### ASSIGNMENT
Would you give the listing back word for word once its pictures are removed?

### LISTED ENTRIES
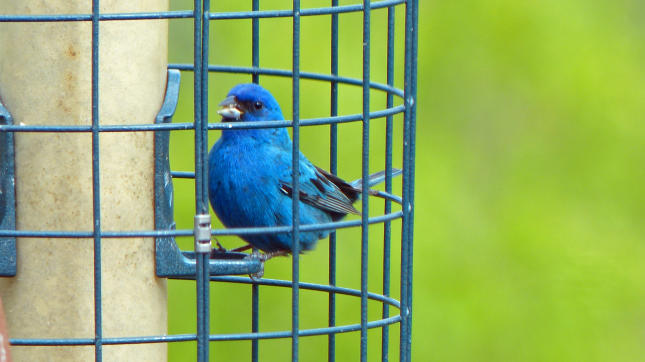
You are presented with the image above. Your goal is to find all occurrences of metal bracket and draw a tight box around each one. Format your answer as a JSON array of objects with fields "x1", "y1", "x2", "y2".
[
  {"x1": 154, "y1": 69, "x2": 262, "y2": 278},
  {"x1": 0, "y1": 99, "x2": 17, "y2": 277}
]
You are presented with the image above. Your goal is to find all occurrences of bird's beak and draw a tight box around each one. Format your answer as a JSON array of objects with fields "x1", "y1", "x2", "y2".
[{"x1": 217, "y1": 95, "x2": 244, "y2": 121}]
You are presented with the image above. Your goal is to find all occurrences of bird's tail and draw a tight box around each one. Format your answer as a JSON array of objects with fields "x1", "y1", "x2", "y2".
[{"x1": 349, "y1": 168, "x2": 403, "y2": 192}]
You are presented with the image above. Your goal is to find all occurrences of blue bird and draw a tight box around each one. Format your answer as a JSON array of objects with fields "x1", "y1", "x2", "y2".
[{"x1": 208, "y1": 83, "x2": 397, "y2": 259}]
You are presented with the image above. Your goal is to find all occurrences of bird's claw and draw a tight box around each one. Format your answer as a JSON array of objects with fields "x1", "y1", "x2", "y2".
[
  {"x1": 247, "y1": 249, "x2": 287, "y2": 280},
  {"x1": 209, "y1": 239, "x2": 228, "y2": 258},
  {"x1": 248, "y1": 249, "x2": 265, "y2": 280},
  {"x1": 261, "y1": 250, "x2": 289, "y2": 261},
  {"x1": 215, "y1": 240, "x2": 227, "y2": 252}
]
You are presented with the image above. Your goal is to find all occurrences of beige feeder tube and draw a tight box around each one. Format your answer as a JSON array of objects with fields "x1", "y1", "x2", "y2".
[{"x1": 0, "y1": 1, "x2": 168, "y2": 361}]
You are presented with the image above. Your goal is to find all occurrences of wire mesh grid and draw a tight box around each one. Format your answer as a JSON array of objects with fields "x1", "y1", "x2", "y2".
[{"x1": 0, "y1": 0, "x2": 417, "y2": 361}]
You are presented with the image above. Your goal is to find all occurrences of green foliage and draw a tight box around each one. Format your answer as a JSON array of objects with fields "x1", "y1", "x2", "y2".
[{"x1": 168, "y1": 0, "x2": 645, "y2": 361}]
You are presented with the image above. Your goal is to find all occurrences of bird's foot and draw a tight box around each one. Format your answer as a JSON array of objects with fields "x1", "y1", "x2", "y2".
[
  {"x1": 247, "y1": 250, "x2": 289, "y2": 280},
  {"x1": 249, "y1": 249, "x2": 265, "y2": 280},
  {"x1": 209, "y1": 239, "x2": 228, "y2": 258},
  {"x1": 210, "y1": 242, "x2": 256, "y2": 258},
  {"x1": 258, "y1": 250, "x2": 289, "y2": 262}
]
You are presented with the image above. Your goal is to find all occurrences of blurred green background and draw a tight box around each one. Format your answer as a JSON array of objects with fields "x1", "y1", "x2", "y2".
[{"x1": 167, "y1": 0, "x2": 645, "y2": 361}]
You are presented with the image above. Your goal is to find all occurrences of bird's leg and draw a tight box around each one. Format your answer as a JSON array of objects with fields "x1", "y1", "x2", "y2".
[
  {"x1": 210, "y1": 241, "x2": 255, "y2": 259},
  {"x1": 231, "y1": 244, "x2": 253, "y2": 253},
  {"x1": 258, "y1": 250, "x2": 290, "y2": 262},
  {"x1": 214, "y1": 239, "x2": 226, "y2": 252},
  {"x1": 209, "y1": 238, "x2": 228, "y2": 258}
]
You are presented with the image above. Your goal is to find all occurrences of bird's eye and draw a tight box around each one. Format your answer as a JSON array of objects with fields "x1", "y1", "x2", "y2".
[{"x1": 253, "y1": 101, "x2": 263, "y2": 110}]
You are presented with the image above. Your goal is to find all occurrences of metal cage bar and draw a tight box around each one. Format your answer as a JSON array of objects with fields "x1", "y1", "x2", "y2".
[
  {"x1": 399, "y1": 1, "x2": 417, "y2": 361},
  {"x1": 382, "y1": 3, "x2": 396, "y2": 361},
  {"x1": 328, "y1": 1, "x2": 340, "y2": 361},
  {"x1": 360, "y1": 1, "x2": 372, "y2": 360},
  {"x1": 406, "y1": 0, "x2": 419, "y2": 356},
  {"x1": 291, "y1": 2, "x2": 302, "y2": 361},
  {"x1": 0, "y1": 100, "x2": 16, "y2": 277},
  {"x1": 194, "y1": 0, "x2": 212, "y2": 360},
  {"x1": 251, "y1": 1, "x2": 261, "y2": 360},
  {"x1": 91, "y1": 1, "x2": 103, "y2": 360}
]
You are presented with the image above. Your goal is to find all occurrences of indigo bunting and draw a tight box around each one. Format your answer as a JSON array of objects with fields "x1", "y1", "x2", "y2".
[{"x1": 209, "y1": 83, "x2": 398, "y2": 258}]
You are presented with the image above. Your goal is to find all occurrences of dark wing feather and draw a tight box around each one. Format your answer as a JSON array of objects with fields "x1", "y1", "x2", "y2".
[
  {"x1": 280, "y1": 167, "x2": 360, "y2": 220},
  {"x1": 314, "y1": 166, "x2": 361, "y2": 203}
]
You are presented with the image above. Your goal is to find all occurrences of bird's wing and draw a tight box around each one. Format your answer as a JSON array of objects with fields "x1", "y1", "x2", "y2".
[{"x1": 279, "y1": 159, "x2": 359, "y2": 218}]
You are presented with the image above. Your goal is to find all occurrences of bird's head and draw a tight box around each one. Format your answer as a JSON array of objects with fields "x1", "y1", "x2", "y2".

### TASK SOLUTION
You are presented with the image above. Your goal is to find all occurrences of metal bracket and draw a tight box around each one. Format your answer as a JSON array of objects with fields "x1", "y1", "x2", "y2".
[
  {"x1": 154, "y1": 69, "x2": 262, "y2": 278},
  {"x1": 0, "y1": 99, "x2": 17, "y2": 277}
]
You are presented with the image above. Your goal is to find all occurrences of bird's beak and draw a tight box around each one. Format your answer as a JSON array of objects with fields "x1", "y1", "x2", "y2".
[{"x1": 217, "y1": 95, "x2": 244, "y2": 121}]
You are presented with the image above. Your goal is to find all occurrences of bird's tail and draw a tight box around each one. Format your answer as a JSON array of objects with fields "x1", "y1", "x2", "y2".
[{"x1": 349, "y1": 168, "x2": 403, "y2": 192}]
You are presented with the image above. Your goal is to find all occurrences of blue bird and draw a tight box around each one. Format your answer as a JSON array of objects with fields "x1", "y1", "x2", "y2".
[{"x1": 208, "y1": 83, "x2": 397, "y2": 259}]
You are presented with the image above. Your goal is to find all occurrences of bird's claw and draw a tight box around each one. Format your answer as a JSON array of objects with fields "x1", "y1", "x2", "y2".
[
  {"x1": 247, "y1": 249, "x2": 287, "y2": 280},
  {"x1": 209, "y1": 239, "x2": 228, "y2": 258},
  {"x1": 248, "y1": 249, "x2": 265, "y2": 280},
  {"x1": 261, "y1": 250, "x2": 289, "y2": 261},
  {"x1": 215, "y1": 240, "x2": 227, "y2": 252}
]
You are presented with the image above. Your goal is to find all occurrences of beige feeder tube and draw a tight box around each one. Format your answer as a JSON array of objects with fields "x1", "y1", "x2", "y2".
[{"x1": 0, "y1": 1, "x2": 168, "y2": 361}]
You are presented with the image above. Your goal is to find all occurrences of wire mesh grid and draw a tight box around each one. Format your answer as a JSON array of objects with fields "x1", "y1", "x2", "y2".
[{"x1": 0, "y1": 0, "x2": 417, "y2": 361}]
You are presented with the image above. Your goal is to find all occurrences of green foliage and draw a tight box around each one. Format your answer as a JSON array of objects with fields "x1", "y1", "x2", "y2".
[{"x1": 168, "y1": 0, "x2": 645, "y2": 361}]
You are presented with the image above. Your goal is to find all occurrences of bird's foot and draw a tight box around each one. Format your answer as a JSON array of objects with fields "x1", "y1", "x2", "y2".
[
  {"x1": 247, "y1": 250, "x2": 289, "y2": 280},
  {"x1": 249, "y1": 249, "x2": 265, "y2": 280},
  {"x1": 209, "y1": 239, "x2": 228, "y2": 258},
  {"x1": 210, "y1": 242, "x2": 256, "y2": 258},
  {"x1": 258, "y1": 250, "x2": 289, "y2": 262}
]
You are presented with the image above. Your goal is to find all occurrences of blurred green background and draw a tight box around each one. Format your answer as a JSON array of objects with fields "x1", "y1", "x2", "y2".
[{"x1": 167, "y1": 0, "x2": 645, "y2": 361}]
You are presented with the image above. Your goal is to find all occurrences of bird's leg and draw a tight box around each one. Format your answer as a JSON array of objects with fields "x1", "y1", "x2", "y2".
[
  {"x1": 210, "y1": 241, "x2": 255, "y2": 259},
  {"x1": 231, "y1": 244, "x2": 253, "y2": 253},
  {"x1": 258, "y1": 250, "x2": 290, "y2": 262},
  {"x1": 214, "y1": 239, "x2": 226, "y2": 252},
  {"x1": 209, "y1": 238, "x2": 228, "y2": 258}
]
You are presented with the image above. Your goal is to find all occurrences of bird's eye and draw a tight box around each one. Format your answer as a JSON array of objects with fields "x1", "y1", "x2", "y2".
[{"x1": 253, "y1": 101, "x2": 263, "y2": 110}]
You are presented with the image above. Your goal is to find all occurrences of metal cage bar and draw a tight box around each one. Format your answer as a JSON array of objects with fields "x1", "y1", "x2", "y2".
[
  {"x1": 399, "y1": 1, "x2": 417, "y2": 361},
  {"x1": 382, "y1": 3, "x2": 396, "y2": 361},
  {"x1": 328, "y1": 1, "x2": 340, "y2": 361},
  {"x1": 360, "y1": 1, "x2": 372, "y2": 360},
  {"x1": 406, "y1": 0, "x2": 419, "y2": 356},
  {"x1": 291, "y1": 2, "x2": 302, "y2": 361},
  {"x1": 0, "y1": 100, "x2": 16, "y2": 277},
  {"x1": 194, "y1": 0, "x2": 212, "y2": 360},
  {"x1": 251, "y1": 1, "x2": 261, "y2": 360},
  {"x1": 91, "y1": 1, "x2": 103, "y2": 360}
]
You are presented with the image above. Your goal is to find all occurrences of indigo bunting and draw a tight box around each one. Format your answer as a JSON array of objects with fields "x1", "y1", "x2", "y2".
[{"x1": 209, "y1": 83, "x2": 398, "y2": 258}]
You are presented with the image above. Your goal is to find all occurrences of dark wing feather and draw a tight box around each one. Format your answer as a JSON array of objects with fields "x1", "y1", "x2", "y2".
[
  {"x1": 280, "y1": 167, "x2": 360, "y2": 220},
  {"x1": 314, "y1": 166, "x2": 361, "y2": 203}
]
You are presented with the image above. Your goal is to find all occurrences of bird's wing and draw a tight box around each one. Format your answer as a JSON array of objects with fields "x1", "y1", "x2", "y2".
[{"x1": 279, "y1": 159, "x2": 359, "y2": 218}]
You are presented with the image above. Your goal is to find all occurrences of bird's head and draw a tight box around each one. Format your answer as a JSON array of objects with fields "x1", "y1", "x2", "y2".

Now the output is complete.